■ Input rows
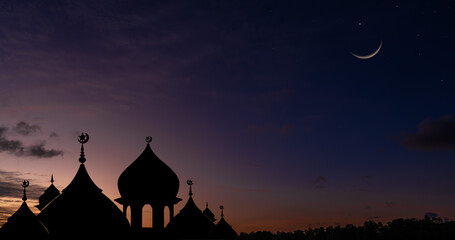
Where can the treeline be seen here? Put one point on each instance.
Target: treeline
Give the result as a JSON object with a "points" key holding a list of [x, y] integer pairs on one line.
{"points": [[399, 229]]}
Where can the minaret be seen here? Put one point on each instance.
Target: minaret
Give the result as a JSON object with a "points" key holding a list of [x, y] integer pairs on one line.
{"points": [[49, 194], [191, 222], [23, 224], [209, 213], [82, 211]]}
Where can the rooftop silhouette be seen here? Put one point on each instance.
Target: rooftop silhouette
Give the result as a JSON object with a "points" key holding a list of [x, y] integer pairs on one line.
{"points": [[82, 211], [23, 224]]}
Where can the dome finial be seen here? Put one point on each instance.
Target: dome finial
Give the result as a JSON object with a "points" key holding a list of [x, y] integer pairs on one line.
{"points": [[190, 182], [25, 184], [222, 214], [83, 138]]}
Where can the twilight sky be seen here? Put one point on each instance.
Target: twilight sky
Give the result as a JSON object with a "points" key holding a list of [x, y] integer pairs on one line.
{"points": [[260, 103]]}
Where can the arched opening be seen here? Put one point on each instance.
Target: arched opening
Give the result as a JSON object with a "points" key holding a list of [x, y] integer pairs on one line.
{"points": [[166, 216], [147, 220], [128, 214]]}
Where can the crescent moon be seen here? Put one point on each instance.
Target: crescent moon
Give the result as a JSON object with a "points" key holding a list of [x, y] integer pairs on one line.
{"points": [[83, 138], [369, 55]]}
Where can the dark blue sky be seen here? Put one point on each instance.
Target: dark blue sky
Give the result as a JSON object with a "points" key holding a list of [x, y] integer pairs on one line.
{"points": [[260, 102]]}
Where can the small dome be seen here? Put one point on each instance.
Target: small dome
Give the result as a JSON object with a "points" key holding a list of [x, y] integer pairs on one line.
{"points": [[148, 180], [222, 230], [190, 223], [49, 194]]}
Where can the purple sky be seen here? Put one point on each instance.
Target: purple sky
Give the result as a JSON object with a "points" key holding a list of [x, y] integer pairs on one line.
{"points": [[259, 102]]}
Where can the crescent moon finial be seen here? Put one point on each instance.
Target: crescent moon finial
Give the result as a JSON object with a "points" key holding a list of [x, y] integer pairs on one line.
{"points": [[83, 138], [25, 184], [190, 182]]}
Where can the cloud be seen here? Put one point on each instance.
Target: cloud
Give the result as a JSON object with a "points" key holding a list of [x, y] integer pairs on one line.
{"points": [[26, 129], [431, 215], [390, 204], [237, 189], [320, 179], [10, 186], [431, 135], [269, 129], [53, 135], [17, 147], [39, 151]]}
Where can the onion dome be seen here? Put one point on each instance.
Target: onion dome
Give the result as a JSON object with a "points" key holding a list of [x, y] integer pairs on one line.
{"points": [[209, 213], [222, 229], [23, 224], [190, 223], [148, 170], [83, 211], [49, 194]]}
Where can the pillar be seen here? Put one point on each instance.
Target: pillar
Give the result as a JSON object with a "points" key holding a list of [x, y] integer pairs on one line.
{"points": [[136, 216], [158, 217]]}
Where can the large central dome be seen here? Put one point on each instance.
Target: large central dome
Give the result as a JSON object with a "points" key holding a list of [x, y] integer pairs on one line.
{"points": [[148, 180]]}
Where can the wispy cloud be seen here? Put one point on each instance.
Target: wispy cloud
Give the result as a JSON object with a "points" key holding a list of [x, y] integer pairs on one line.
{"points": [[238, 189], [18, 148], [26, 129], [431, 135], [10, 186]]}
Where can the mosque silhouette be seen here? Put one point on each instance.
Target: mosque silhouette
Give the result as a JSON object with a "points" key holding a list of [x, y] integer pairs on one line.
{"points": [[82, 211]]}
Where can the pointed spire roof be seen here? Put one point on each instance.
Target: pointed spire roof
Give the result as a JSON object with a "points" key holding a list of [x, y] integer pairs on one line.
{"points": [[209, 213], [23, 224], [148, 180], [82, 210], [190, 223], [49, 194], [222, 229]]}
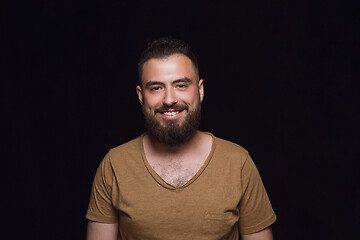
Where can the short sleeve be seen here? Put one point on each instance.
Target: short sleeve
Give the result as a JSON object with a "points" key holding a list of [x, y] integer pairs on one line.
{"points": [[255, 209], [100, 207]]}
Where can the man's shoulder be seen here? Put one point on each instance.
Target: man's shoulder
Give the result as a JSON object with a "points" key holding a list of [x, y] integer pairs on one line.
{"points": [[230, 148], [130, 146]]}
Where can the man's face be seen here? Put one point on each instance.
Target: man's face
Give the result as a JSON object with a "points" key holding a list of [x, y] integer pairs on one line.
{"points": [[171, 99]]}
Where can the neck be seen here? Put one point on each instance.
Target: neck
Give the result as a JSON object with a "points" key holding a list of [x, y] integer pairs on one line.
{"points": [[161, 148]]}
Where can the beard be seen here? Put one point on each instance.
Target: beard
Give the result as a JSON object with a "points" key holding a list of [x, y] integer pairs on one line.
{"points": [[172, 132]]}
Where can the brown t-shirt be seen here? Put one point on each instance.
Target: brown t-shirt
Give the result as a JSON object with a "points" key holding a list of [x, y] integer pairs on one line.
{"points": [[225, 197]]}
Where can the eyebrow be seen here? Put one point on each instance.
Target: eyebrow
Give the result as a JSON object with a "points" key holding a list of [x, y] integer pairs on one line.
{"points": [[152, 83]]}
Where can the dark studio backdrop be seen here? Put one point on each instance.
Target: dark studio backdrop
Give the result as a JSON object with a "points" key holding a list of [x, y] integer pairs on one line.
{"points": [[281, 79]]}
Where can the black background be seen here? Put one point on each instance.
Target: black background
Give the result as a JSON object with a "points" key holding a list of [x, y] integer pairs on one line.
{"points": [[281, 79]]}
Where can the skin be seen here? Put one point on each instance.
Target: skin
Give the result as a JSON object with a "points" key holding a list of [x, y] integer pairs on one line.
{"points": [[169, 81]]}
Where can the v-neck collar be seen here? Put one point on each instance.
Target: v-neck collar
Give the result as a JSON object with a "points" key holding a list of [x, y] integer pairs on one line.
{"points": [[161, 181]]}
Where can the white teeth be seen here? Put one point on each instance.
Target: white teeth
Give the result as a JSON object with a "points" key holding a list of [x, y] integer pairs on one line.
{"points": [[170, 113]]}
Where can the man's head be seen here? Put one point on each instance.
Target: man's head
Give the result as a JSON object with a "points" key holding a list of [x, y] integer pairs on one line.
{"points": [[170, 92], [164, 47]]}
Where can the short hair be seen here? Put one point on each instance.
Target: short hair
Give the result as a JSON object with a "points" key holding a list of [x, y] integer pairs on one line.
{"points": [[165, 47]]}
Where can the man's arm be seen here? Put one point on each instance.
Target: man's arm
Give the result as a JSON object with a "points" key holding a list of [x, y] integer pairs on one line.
{"points": [[103, 231], [265, 234]]}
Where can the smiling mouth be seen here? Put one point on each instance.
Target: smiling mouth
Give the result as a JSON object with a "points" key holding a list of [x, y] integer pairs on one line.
{"points": [[171, 113]]}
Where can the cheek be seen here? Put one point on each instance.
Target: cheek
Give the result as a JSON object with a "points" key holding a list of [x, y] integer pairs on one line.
{"points": [[152, 101]]}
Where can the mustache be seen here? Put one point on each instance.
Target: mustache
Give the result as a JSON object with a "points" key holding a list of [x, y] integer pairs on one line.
{"points": [[165, 108]]}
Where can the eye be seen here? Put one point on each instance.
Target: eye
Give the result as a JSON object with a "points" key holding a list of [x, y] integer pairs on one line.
{"points": [[155, 88]]}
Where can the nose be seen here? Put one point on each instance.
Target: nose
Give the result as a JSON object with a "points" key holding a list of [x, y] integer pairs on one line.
{"points": [[170, 97]]}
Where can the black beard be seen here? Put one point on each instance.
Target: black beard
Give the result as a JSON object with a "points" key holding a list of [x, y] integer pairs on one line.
{"points": [[173, 134]]}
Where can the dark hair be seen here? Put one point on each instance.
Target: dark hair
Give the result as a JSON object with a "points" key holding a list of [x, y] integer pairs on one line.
{"points": [[166, 47]]}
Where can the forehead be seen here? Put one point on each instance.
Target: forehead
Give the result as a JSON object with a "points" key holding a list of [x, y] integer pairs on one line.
{"points": [[172, 67]]}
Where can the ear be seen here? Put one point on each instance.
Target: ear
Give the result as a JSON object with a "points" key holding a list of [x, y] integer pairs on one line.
{"points": [[139, 93], [201, 89]]}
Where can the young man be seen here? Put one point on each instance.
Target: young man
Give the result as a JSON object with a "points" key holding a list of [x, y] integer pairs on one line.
{"points": [[175, 182]]}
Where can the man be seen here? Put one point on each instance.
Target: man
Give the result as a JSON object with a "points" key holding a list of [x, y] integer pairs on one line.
{"points": [[175, 182]]}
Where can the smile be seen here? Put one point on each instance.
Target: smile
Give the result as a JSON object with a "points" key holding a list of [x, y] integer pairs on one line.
{"points": [[171, 113]]}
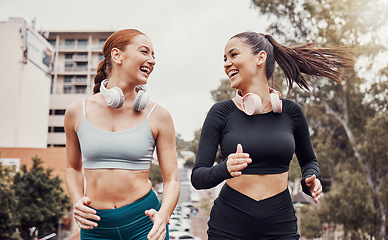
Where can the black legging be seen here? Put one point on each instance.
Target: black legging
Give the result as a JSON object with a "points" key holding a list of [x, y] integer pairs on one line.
{"points": [[239, 217]]}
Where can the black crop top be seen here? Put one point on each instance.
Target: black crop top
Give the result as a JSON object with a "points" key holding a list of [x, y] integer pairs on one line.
{"points": [[271, 139]]}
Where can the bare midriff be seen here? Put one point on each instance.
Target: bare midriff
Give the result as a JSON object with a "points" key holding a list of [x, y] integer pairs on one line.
{"points": [[259, 187], [114, 188]]}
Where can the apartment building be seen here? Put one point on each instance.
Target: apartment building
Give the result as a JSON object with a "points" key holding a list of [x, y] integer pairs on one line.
{"points": [[25, 77], [78, 54]]}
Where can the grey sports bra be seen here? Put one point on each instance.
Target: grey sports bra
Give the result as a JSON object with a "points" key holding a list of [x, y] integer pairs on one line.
{"points": [[132, 149]]}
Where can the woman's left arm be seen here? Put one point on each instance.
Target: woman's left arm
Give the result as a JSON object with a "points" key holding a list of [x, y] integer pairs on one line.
{"points": [[167, 157], [304, 151]]}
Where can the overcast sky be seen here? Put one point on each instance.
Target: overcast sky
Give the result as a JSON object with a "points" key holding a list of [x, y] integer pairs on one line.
{"points": [[188, 37]]}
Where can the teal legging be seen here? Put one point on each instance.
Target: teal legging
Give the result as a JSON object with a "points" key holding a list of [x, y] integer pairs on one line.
{"points": [[125, 223]]}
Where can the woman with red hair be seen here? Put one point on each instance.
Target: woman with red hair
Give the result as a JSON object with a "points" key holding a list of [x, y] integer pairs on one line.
{"points": [[110, 140]]}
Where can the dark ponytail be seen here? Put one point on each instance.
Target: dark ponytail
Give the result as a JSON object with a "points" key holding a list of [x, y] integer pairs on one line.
{"points": [[119, 40], [307, 58]]}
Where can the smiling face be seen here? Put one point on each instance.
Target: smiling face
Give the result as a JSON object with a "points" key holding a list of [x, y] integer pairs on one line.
{"points": [[137, 60], [240, 64]]}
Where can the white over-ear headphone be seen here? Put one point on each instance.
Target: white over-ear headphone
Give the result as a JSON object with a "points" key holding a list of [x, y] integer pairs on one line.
{"points": [[114, 97], [251, 103]]}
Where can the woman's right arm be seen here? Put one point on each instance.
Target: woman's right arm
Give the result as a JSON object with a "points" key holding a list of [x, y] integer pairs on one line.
{"points": [[74, 175], [204, 174]]}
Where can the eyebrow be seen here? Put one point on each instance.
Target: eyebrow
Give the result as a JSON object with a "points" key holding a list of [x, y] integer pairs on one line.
{"points": [[142, 45], [231, 50]]}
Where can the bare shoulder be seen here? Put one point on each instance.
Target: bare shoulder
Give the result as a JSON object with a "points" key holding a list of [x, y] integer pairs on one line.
{"points": [[74, 111], [161, 117]]}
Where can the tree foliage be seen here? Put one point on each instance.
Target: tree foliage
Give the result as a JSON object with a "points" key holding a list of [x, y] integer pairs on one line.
{"points": [[41, 201], [348, 121], [9, 219]]}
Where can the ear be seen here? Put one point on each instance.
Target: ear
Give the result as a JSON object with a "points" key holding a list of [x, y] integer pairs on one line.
{"points": [[261, 57], [116, 55]]}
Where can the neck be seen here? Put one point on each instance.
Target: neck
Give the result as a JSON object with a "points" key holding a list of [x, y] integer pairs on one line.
{"points": [[125, 85]]}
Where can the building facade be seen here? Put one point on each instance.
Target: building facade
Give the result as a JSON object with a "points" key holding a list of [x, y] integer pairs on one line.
{"points": [[25, 77], [77, 57]]}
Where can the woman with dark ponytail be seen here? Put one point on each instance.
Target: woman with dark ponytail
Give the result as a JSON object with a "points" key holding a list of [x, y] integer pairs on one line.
{"points": [[110, 140], [258, 134]]}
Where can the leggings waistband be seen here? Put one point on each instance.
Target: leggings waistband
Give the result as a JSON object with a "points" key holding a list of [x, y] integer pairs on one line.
{"points": [[128, 214], [280, 202]]}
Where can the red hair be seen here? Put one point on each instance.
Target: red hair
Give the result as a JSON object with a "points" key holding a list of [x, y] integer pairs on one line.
{"points": [[119, 40]]}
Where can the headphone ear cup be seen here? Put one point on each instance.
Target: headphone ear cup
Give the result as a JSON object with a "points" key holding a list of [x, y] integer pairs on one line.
{"points": [[117, 97], [141, 101], [251, 104]]}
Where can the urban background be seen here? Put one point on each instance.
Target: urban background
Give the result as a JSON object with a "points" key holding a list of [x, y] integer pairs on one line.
{"points": [[42, 71]]}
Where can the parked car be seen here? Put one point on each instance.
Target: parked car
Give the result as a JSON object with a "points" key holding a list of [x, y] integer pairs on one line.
{"points": [[182, 235]]}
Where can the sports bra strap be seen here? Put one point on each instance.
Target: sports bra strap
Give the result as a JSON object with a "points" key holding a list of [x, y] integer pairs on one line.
{"points": [[83, 106], [152, 109]]}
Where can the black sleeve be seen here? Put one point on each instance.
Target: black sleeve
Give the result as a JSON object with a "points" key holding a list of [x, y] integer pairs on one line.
{"points": [[205, 174], [303, 149]]}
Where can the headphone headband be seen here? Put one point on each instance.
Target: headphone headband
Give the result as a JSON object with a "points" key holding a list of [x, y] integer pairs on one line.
{"points": [[251, 103]]}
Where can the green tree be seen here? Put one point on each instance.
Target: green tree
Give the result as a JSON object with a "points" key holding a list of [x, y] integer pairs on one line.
{"points": [[223, 92], [41, 201], [341, 116], [9, 219]]}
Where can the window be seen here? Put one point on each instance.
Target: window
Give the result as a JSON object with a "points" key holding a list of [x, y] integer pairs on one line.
{"points": [[68, 56], [82, 56], [80, 89], [81, 66], [52, 42], [81, 79], [68, 67], [101, 42], [59, 145], [82, 43], [59, 111], [67, 79], [67, 89], [69, 43]]}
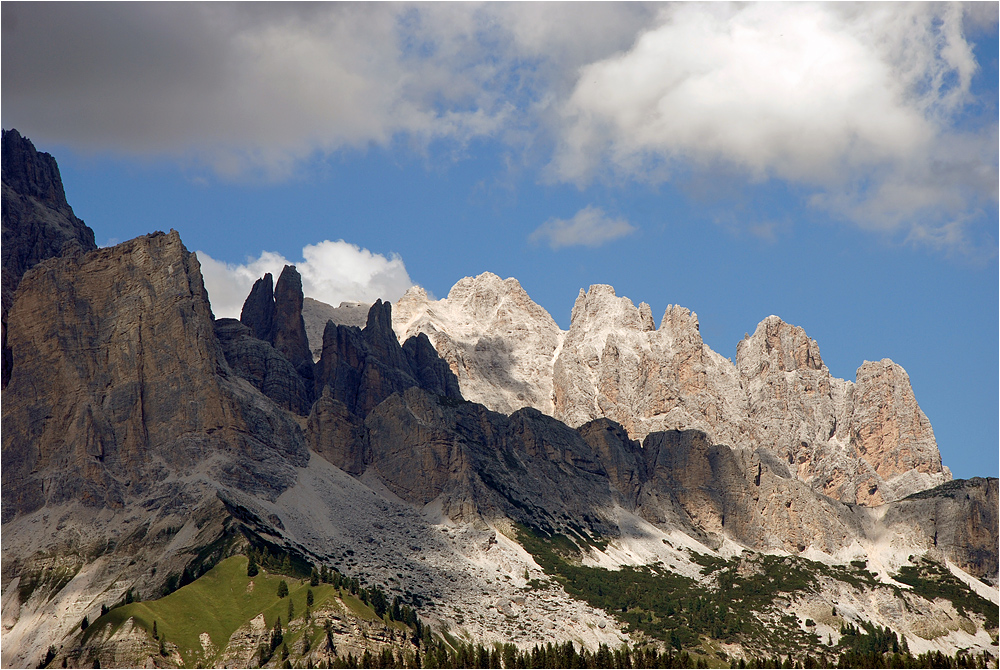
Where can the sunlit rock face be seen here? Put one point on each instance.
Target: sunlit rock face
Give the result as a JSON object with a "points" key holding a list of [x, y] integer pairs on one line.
{"points": [[863, 442]]}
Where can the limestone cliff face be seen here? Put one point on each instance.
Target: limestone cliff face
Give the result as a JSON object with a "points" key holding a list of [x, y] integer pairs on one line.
{"points": [[485, 465], [315, 314], [38, 223], [867, 442], [361, 368], [118, 382], [260, 364], [956, 521], [496, 340], [614, 363]]}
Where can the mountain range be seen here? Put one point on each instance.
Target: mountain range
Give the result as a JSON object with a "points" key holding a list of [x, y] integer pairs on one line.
{"points": [[501, 482]]}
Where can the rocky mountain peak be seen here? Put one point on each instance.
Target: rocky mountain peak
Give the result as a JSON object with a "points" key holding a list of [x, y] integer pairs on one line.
{"points": [[290, 338], [599, 306], [888, 428], [38, 223], [777, 345], [258, 309], [31, 173], [857, 443]]}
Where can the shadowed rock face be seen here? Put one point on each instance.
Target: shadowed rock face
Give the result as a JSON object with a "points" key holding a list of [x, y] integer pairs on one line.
{"points": [[289, 329], [482, 464], [364, 367], [258, 363], [957, 521], [258, 309], [118, 382], [38, 223]]}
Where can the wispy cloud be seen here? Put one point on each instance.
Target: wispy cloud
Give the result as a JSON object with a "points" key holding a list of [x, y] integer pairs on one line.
{"points": [[866, 108], [590, 227], [332, 272]]}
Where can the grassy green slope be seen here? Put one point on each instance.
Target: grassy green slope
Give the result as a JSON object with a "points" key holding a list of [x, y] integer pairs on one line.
{"points": [[219, 603]]}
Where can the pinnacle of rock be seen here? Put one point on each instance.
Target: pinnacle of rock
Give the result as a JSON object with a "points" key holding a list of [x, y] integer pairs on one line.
{"points": [[866, 442], [258, 309]]}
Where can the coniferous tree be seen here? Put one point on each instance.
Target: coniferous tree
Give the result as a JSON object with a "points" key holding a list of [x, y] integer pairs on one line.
{"points": [[252, 569]]}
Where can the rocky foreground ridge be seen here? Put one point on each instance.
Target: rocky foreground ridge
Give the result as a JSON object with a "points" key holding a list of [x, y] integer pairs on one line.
{"points": [[145, 442]]}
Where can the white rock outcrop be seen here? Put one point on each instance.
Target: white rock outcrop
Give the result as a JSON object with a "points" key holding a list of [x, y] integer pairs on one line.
{"points": [[863, 442]]}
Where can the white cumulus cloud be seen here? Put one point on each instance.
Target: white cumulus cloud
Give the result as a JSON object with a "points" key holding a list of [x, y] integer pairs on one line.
{"points": [[590, 227], [332, 272], [856, 103]]}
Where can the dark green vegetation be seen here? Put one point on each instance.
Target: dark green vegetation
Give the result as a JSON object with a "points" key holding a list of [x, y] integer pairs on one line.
{"points": [[225, 599], [678, 621], [746, 605], [932, 580], [679, 612]]}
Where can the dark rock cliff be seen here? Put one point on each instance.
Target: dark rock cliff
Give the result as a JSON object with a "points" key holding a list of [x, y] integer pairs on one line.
{"points": [[38, 223]]}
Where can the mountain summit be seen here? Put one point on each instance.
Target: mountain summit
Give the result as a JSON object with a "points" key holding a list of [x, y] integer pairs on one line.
{"points": [[455, 479], [864, 442]]}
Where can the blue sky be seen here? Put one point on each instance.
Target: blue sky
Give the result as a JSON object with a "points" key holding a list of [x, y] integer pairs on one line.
{"points": [[834, 165]]}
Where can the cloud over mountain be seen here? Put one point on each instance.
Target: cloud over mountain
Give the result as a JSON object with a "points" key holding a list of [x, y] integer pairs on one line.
{"points": [[332, 272], [590, 227], [867, 109]]}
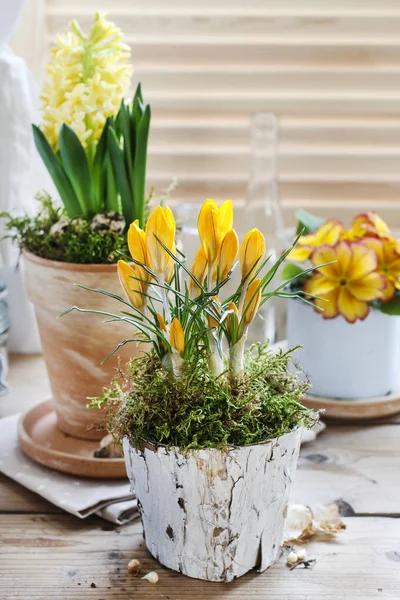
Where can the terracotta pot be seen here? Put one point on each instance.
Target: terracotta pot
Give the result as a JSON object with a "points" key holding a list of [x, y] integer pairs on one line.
{"points": [[213, 514], [75, 345]]}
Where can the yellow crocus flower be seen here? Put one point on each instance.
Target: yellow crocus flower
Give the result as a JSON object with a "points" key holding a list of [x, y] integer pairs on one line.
{"points": [[251, 301], [216, 306], [213, 224], [161, 226], [177, 337], [251, 252], [161, 323], [232, 319], [227, 255], [132, 287], [199, 269], [138, 249]]}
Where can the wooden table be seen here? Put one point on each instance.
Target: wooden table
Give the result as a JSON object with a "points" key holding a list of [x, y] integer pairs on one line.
{"points": [[46, 553]]}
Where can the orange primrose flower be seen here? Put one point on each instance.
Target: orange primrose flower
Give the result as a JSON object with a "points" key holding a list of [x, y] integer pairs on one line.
{"points": [[367, 224], [328, 234], [388, 256], [347, 285]]}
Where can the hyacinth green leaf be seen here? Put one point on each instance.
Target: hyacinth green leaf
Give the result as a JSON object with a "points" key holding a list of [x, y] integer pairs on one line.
{"points": [[58, 174], [77, 168], [139, 183], [121, 178]]}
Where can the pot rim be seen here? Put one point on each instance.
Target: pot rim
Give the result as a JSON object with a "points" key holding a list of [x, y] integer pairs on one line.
{"points": [[67, 266], [154, 447]]}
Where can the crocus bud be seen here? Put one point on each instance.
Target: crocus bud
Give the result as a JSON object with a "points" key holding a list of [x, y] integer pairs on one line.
{"points": [[228, 254], [251, 301], [232, 319], [138, 249], [199, 269], [161, 323], [251, 252], [208, 225], [132, 287], [161, 226], [176, 336], [215, 307]]}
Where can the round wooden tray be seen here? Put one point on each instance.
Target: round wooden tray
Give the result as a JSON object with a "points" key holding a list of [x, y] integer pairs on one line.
{"points": [[41, 440], [361, 409]]}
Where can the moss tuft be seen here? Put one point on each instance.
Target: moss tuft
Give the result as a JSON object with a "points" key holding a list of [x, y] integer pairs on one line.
{"points": [[199, 410], [77, 244]]}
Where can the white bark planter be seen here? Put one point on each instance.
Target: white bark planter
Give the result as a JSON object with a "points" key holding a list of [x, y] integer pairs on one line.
{"points": [[346, 360], [210, 514]]}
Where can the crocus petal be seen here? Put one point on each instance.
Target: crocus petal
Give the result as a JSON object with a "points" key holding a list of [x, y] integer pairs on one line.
{"points": [[160, 226], [367, 288], [226, 217], [138, 248], [328, 304], [251, 301], [132, 287], [199, 269], [228, 254], [351, 308], [363, 261], [209, 229], [177, 337], [300, 253], [319, 285], [251, 252]]}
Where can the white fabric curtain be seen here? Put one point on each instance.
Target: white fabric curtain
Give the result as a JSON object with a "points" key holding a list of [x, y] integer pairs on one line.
{"points": [[21, 172]]}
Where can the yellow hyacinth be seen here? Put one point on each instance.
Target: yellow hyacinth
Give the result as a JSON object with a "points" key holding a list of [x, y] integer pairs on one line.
{"points": [[227, 255], [251, 252], [177, 337], [132, 287], [213, 224], [251, 301], [88, 77], [161, 227]]}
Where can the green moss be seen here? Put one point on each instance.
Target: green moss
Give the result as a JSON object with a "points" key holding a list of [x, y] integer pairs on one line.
{"points": [[201, 411], [78, 244]]}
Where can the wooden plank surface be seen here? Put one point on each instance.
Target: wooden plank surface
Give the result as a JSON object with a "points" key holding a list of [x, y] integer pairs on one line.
{"points": [[45, 557]]}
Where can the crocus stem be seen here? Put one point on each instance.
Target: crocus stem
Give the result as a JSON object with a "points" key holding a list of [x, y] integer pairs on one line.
{"points": [[215, 361], [236, 359], [165, 300]]}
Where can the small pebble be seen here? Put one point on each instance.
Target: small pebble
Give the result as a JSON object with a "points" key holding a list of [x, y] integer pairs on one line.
{"points": [[134, 566], [152, 577]]}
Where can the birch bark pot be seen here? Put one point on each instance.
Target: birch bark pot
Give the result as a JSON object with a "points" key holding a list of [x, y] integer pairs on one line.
{"points": [[211, 514], [346, 360], [75, 345]]}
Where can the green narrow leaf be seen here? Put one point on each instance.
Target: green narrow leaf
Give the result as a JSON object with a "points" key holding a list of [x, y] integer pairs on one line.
{"points": [[99, 170], [117, 160], [139, 182], [307, 223], [57, 173], [77, 167]]}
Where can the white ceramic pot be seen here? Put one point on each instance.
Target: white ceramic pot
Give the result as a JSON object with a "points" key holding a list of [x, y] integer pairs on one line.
{"points": [[346, 360], [210, 514]]}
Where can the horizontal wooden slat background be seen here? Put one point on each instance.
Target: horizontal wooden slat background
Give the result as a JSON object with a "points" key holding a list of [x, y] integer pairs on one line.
{"points": [[329, 70]]}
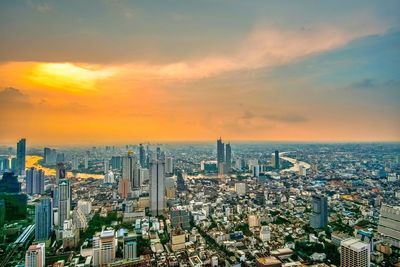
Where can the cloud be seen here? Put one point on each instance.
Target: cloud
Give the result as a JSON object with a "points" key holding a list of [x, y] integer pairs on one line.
{"points": [[275, 117], [263, 47], [11, 96], [371, 84], [41, 7]]}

■ Directions for this task
Only the lines from the one that holds "Where can the white ceramic" through the end of the records above should be printed again, exactly as they are. Leave out the pictures.

■ Reply
Where can the white ceramic pot be seen here? Put one point on each instance.
Target: white ceramic pot
Give the result as a JSON object with a "points" key holding a list of [x, y] integer pairs on one line.
{"points": [[346, 360], [210, 514]]}
Where can the horizontal wooden slat background be seen here? Put one point on each instance.
Target: horizontal wooden slat background
Give the result as a JSON object with a "points" key holding a list of [x, y] integer pairs on one line.
{"points": [[329, 70]]}
Where can the cloud be seen here? Put one point on each instance.
Target: cloud
Give the result as a JSON object with a "points" key holding a list of [x, y] integer pairs on one line.
{"points": [[275, 117], [263, 47], [11, 96], [371, 84], [41, 7]]}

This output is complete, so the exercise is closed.